== Data entries ==

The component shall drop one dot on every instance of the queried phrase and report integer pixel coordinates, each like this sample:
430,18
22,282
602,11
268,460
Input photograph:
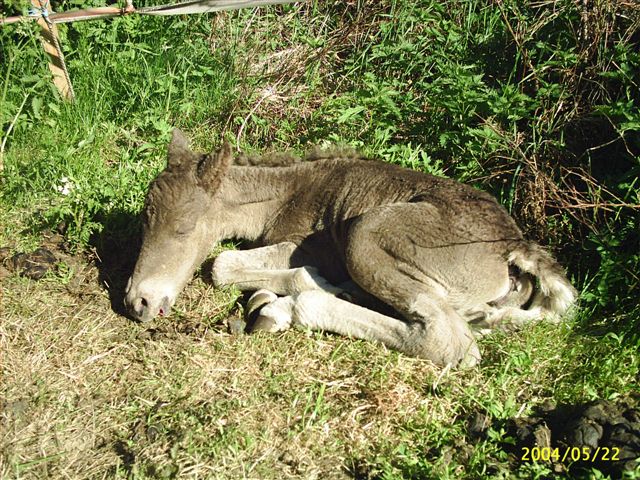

===

* **What you should do**
Render each line of the data above as one string in a JSON list, skipping blank lines. Omit the picture from the output.

* **Reply**
[
  "The component shall drop one dot on every instance of the queried phrase and report integer pixel coordinates, each like this sample:",
  "430,18",
  "22,282",
  "602,11",
  "268,460",
  "Input photograph:"
]